SOURCE DOCUMENT —
───

Sunaga says his group has a good chance of winning its lawsuit against the government because a variety of genuine alternatives to the new corridors exist.
Hideaki Kuroda, 53, who is working with Sunaga to file the lawsuit, says a number of earlier Supreme Court judgments have nullified administrative actions if the government body failed to consider any alternatives.
Japan has critical inefficiencies in terms of airport traffic control, Kuroda claims, citing a number of materials to back up his case. Airports in Europe, for example, allow an aircraft to enter a runway for takeoff as soon as the preceding aircraft starts the roll down the runway for takeoff, but Kuroda says Japanese airports typically instruct aircraft to wait at least another 15 seconds before entering the runway.
Revising such protocols would raise the flight capacity at Haneda Airport by at least 5 to 10 percent, which would add more flights to the schedule than using the new corridors, Sunaga says, adding that London’s Heathrow Airport handles more flights than Haneda with two fewer runways.
“I asked officials at the transport ministry whether they had taken a research tour of airport management at Heathrow, and they replied, ‘No,’” Sunaga says. “I asked them whether they know the traffic control of other countries, and they said, ‘No.’ The last signature phrase of a senior ministry official was that ‘Haneda will do things Haneda’s way.’ Haneda and Heathrow use the same air traffic control instruments, but the way Healthrow handles the traffic control is vastly different to that of Haneda without compromising safety.”
Kuroda says that Narita Airport has two runways and handles around 256,000 flights per year.
“In comparison, Gatwick Airport in London has only one runway but handles 280,000 departing and arriving aircraft per year,” Kuroda says.
“The government officials just want to protect their Galapagos way of flight control,” he says. “If they scrapped the new corridors in the face of the residents’ opposition, they would be embarrassed.”
Kuroda also claims that Narita Airport and some other airports in and around the greater Tokyo area collectively have more capacity than the 11,000 flights to be gained annually from the new corridors at Haneda.
“Considering the number of flight cancellations in the wake of the new coronavirus, the government does not have to rely on the new landing routes to handle the traffic,” Kuroda says.

───

DATA EXTRACTS —
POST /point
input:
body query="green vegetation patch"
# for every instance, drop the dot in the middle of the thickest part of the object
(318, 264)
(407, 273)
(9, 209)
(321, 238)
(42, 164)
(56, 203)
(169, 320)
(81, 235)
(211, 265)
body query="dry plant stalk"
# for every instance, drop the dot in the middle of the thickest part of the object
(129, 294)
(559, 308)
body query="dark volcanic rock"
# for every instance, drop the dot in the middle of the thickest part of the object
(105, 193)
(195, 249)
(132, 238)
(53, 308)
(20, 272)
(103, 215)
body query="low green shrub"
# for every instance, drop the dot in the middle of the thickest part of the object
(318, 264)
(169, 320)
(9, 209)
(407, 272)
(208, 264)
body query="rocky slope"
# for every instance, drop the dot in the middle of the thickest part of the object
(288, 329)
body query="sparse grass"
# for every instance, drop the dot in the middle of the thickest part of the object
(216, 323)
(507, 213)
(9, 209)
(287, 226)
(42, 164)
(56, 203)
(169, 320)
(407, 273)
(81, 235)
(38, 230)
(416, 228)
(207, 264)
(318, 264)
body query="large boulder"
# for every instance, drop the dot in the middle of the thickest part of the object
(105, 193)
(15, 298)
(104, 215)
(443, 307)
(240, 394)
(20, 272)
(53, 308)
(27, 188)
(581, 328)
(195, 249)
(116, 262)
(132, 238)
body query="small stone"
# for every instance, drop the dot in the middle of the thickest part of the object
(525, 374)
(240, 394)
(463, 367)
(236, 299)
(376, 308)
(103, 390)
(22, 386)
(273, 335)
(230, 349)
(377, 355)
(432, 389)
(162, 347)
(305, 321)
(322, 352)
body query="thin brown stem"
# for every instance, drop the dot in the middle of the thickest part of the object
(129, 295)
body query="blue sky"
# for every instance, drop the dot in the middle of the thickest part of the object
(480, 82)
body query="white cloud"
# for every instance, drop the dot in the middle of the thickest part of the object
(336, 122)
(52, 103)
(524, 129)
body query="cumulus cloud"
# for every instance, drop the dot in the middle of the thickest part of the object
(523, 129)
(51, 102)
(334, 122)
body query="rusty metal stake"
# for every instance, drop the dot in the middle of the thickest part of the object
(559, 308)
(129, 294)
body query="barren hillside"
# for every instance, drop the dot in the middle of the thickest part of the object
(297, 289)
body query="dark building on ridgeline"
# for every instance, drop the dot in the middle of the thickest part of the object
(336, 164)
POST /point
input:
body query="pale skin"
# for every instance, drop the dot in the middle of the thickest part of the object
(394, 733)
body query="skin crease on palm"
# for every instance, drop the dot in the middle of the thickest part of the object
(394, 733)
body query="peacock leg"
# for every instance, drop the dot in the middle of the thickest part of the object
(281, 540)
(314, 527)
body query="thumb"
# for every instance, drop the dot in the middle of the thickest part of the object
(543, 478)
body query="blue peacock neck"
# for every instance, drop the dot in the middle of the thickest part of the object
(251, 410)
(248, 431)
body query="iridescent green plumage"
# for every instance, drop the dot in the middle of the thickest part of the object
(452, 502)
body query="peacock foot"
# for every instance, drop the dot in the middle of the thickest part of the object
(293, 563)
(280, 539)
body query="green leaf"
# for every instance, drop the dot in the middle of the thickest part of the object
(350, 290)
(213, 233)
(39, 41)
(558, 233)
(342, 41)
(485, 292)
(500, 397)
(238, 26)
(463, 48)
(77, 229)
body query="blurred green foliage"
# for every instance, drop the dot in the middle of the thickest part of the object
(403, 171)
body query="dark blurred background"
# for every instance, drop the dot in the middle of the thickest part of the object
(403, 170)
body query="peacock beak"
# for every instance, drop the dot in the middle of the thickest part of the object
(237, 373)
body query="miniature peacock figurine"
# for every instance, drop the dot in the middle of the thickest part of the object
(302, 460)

───

WHAT TO DO —
(1) Name every airport that the article about the lawsuit over Haneda's new flight corridors mentions by name.
(2) Write the next paragraph of the article about the lawsuit over Haneda's new flight corridors, beginning after its final quotation.

ANSWERS TO THE EXERCISE —
(1) Haneda Airport, Heathrow Airport, Narita Airport, Gatwick Airport

(2)
Although the outcry over the new corridors that pass over the upscale vicinities of Tokyo is expected to reverberate, the transport ministry maintains that it has imposed tough measures to curb the risk of falling debris. It has required all Japanese and non-Japanese airlines to join a mandatory co-insurance plan to cover potential damage.
Tokyo Gov. Yuriko Koike, who has supported the new flight paths as she seeks to make the city more globally competitive, is said to be seeking re-election this year, and Haneda may become a key issue in the runup to the gubernatorial election scheduled for early July, Kuroda says.
Besides noise pollution, a number of residents are worried that the new flight paths could push land and property prices lower, claiming that a U.S. study has shown that real estate prices near three airports in California have fallen an average 27.4 percent.
Suyama maintains that its survey of three major airports (Narita, Fukuoka and Itami in Osaka) has shown no marked correlation between flight paths and nearby property prices.
However, Shuji Takeuchi, an architect and real estate analyst, says that the impact of the new routes has already been reflected to some extent in the second-hand high-rise apartment prices and that a further impact is anticipated once the new routes take effect on Sunday.
“Although the price of second-hand apartments in Shinagawa and Minato wards have risen about 30 percent in the past six years, the prices of some tower condominiums near the new routes are showing signs of plateauing or peaking,” Takeuchi says.